» **Exercise**: For each record below, give an exact transcription.

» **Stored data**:
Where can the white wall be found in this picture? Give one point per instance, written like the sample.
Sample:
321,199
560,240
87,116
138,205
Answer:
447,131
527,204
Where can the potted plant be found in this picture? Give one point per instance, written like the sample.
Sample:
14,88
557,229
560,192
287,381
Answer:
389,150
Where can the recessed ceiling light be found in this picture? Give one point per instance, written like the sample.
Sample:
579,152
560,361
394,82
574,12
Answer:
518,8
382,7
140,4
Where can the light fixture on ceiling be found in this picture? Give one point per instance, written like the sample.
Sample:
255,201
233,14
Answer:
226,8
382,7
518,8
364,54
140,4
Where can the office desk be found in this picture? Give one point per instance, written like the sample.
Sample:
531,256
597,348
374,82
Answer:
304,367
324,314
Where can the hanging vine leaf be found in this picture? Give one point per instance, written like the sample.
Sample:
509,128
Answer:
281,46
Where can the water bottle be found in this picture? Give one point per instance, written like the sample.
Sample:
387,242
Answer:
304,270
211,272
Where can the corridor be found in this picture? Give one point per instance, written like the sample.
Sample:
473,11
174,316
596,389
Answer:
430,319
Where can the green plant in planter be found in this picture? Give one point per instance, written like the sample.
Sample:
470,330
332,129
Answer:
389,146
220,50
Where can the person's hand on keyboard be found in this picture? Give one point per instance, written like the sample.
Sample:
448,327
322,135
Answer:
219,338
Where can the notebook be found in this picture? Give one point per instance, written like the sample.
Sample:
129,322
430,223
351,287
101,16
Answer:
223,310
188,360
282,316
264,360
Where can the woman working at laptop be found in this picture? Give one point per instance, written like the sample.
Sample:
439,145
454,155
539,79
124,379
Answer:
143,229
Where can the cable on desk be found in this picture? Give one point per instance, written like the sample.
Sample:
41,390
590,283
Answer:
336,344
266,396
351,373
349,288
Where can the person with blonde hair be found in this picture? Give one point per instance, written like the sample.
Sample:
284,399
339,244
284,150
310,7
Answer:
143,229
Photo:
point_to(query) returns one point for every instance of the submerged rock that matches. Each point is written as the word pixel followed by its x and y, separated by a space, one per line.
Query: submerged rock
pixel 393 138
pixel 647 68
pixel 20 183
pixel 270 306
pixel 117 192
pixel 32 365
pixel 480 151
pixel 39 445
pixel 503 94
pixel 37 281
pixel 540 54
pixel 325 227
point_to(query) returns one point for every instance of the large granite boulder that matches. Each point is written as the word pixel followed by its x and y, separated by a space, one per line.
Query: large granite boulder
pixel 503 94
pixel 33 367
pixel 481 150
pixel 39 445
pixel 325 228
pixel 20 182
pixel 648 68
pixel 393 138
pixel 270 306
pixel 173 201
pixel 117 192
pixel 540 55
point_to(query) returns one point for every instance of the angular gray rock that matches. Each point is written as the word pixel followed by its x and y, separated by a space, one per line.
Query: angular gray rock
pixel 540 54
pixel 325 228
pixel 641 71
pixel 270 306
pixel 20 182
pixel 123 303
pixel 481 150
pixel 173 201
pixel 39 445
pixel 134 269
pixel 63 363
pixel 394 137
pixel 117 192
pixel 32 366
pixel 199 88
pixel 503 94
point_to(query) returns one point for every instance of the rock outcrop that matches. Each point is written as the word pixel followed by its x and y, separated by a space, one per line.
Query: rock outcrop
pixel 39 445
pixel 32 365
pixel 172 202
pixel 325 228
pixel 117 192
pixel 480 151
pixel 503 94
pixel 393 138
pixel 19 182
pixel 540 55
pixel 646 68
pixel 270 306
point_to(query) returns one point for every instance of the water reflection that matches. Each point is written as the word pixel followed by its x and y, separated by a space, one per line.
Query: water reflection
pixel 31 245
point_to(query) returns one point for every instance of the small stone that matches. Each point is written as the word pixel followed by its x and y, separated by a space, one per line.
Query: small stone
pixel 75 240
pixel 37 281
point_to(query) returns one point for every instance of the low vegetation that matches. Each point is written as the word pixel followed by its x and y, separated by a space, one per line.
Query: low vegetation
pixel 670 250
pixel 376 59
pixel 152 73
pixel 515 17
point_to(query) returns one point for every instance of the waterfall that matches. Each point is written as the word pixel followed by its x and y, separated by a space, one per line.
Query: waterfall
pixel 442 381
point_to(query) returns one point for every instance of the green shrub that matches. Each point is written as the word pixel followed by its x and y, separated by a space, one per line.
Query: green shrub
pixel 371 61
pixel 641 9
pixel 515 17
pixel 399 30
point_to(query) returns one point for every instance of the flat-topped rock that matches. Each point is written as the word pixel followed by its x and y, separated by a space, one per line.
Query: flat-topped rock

» **Response area**:
Where can the white wall be found in this picture? Give one point per instance, written like the sample.
Sample:
321,199
560,240
87,116
138,205
Answer:
447,131
527,204
Where can the potted plant be found in this picture? Give one point per instance, written like the sample.
Sample:
14,88
557,229
560,192
287,381
Answer:
389,150
Where can the recessed ceiling light be found in this picture? Give one point per instance, written like the sample.
Sample:
579,152
560,361
394,82
574,12
Answer:
518,8
382,7
140,4
Where can the light fixture on ceiling be found in this picture? Give one point per instance, written like the sample.
Sample:
255,201
233,14
Answer:
226,8
382,7
518,8
364,54
140,4
Where can the office desk be found in this picture? Give one point per instance, written like the sample.
Sample:
531,256
597,348
374,82
Answer:
304,367
324,314
Where can the hanging vine leaf be found in this picture? Give one point per instance, written like the sample.
Sample:
509,128
Answer:
281,46
Where can the water bottle be found in this picture? Give one point per instance, written like the sample.
Sample:
387,242
Answer:
304,270
211,272
Where can the corridor be found in this picture? Give one point per instance, written like the sample.
Sample:
473,11
174,316
596,389
Answer:
430,319
Where can the green plant in planter be found in this picture? Give one point per instance, written like the sample.
Sample:
470,330
332,129
Answer:
389,146
220,50
Where can the person's hand on keyboard be found in this picture? Give one point per instance, written like the sample.
Sample:
448,327
322,135
Answer:
219,338
Where can the notebook be found in this picture? Give one point per instance, written like the sample.
Sample:
129,322
430,223
351,287
101,16
Answer:
223,310
188,360
282,316
264,360
Where can the woman working at laptop be found in this picture? Give one point per instance, written like the sample.
Sample:
439,145
454,155
539,79
124,379
Answer:
143,229
Where can the cable on desk be found in this picture? Give one point per instance, written like the sample.
Sample:
41,390
590,283
Answer:
336,344
266,396
351,373
349,288
Where can the person with blonde hair be found in this picture? Give one point per instance, written like the sample.
Sample:
284,399
339,244
284,150
310,7
Answer:
143,229
Photo:
point_to(query) returns one point for every instance of the submerged rock that matches. Each point is written as the word pixel followed by its x and y, separated by a space, one per line.
Query: submerged rock
pixel 393 138
pixel 647 68
pixel 20 183
pixel 270 306
pixel 117 192
pixel 32 365
pixel 480 151
pixel 39 445
pixel 503 94
pixel 37 281
pixel 540 54
pixel 325 227
point_to(query) returns one point for every instance of the large granite boulder that matches. Each point is written as the word pixel followed by its x and y, separated by a space, one per line.
Query: large granite boulder
pixel 503 94
pixel 33 367
pixel 481 150
pixel 39 445
pixel 325 228
pixel 20 182
pixel 648 68
pixel 393 138
pixel 270 306
pixel 173 201
pixel 117 192
pixel 540 55
point_to(query) returns one point for every instance of the angular gray rock that matches. Each point is written as the word pixel followed by its x and y, separated by a space, one per line.
Query: angular gray rock
pixel 540 54
pixel 325 228
pixel 641 71
pixel 270 306
pixel 20 182
pixel 123 303
pixel 481 150
pixel 173 201
pixel 39 445
pixel 134 269
pixel 63 363
pixel 394 137
pixel 117 192
pixel 32 366
pixel 199 88
pixel 503 94
point_to(query) returns one point for every instance of the rock outcrop that matches. Each point is written as the word pixel followed by its x and y, separated by a space, one per line.
Query: rock outcrop
pixel 39 445
pixel 32 365
pixel 172 202
pixel 325 228
pixel 117 192
pixel 480 151
pixel 503 94
pixel 393 138
pixel 19 182
pixel 540 55
pixel 646 68
pixel 270 306
point_to(query) returns one point for every instance of the water reflection that matches. Each point is written as the word pixel followed by its x and y, separated by a space, one per line.
Query: water reflection
pixel 31 245
point_to(query) returns one point for every instance of the small stone that matches. Each point is written as the word pixel followed by its x and y, separated by a space, one per line.
Query: small stone
pixel 75 240
pixel 37 281
point_to(query) returns one point for every instance of the low vegetation that matches. Each point is written as the word pixel followed by its x and y, separated by a space, one per line.
Query: low vegetation
pixel 670 250
pixel 376 59
pixel 152 73
pixel 515 17
point_to(query) returns one point for every instance of the waterfall that matches. Each point is written as the word pixel followed by its x and y, separated by a space, one per line.
Query: waterfall
pixel 442 381
point_to(query) returns one point for every instance of the green shrub that matches. Each point is written as the word pixel followed by its x and y, separated by a space, one per line.
Query: green shrub
pixel 371 61
pixel 641 9
pixel 515 17
pixel 399 30
point_to(query) returns one point for every instance of the flat-topped rock that matches. Each point is written as the word pixel followed by its x and y, separated by a space, one per line.
Query: flat-topped rock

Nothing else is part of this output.